- Material supplied -

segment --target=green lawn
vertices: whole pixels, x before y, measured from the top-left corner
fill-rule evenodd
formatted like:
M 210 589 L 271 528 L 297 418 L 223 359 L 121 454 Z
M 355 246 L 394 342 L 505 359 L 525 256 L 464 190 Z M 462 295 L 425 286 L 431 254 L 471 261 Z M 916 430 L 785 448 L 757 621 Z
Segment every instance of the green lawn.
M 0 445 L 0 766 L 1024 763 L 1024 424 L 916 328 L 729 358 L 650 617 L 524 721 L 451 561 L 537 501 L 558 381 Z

- Task requirements -
From the line holding "fill-rule evenodd" to the last line of the records, quote each line exactly and add nothing.

- Written answer -
fill-rule evenodd
formatted like:
M 210 589 L 271 528 L 297 418 L 223 359 L 121 454 Z
M 355 246 L 394 342 L 505 359 L 525 256 L 464 190 Z M 462 295 L 425 286 L 431 254 L 471 261 Z M 916 430 L 785 448 L 757 621 Z
Segment every instance of the green lawn.
M 0 445 L 0 766 L 1024 763 L 1024 424 L 916 328 L 729 358 L 650 617 L 524 721 L 451 561 L 537 501 L 558 381 Z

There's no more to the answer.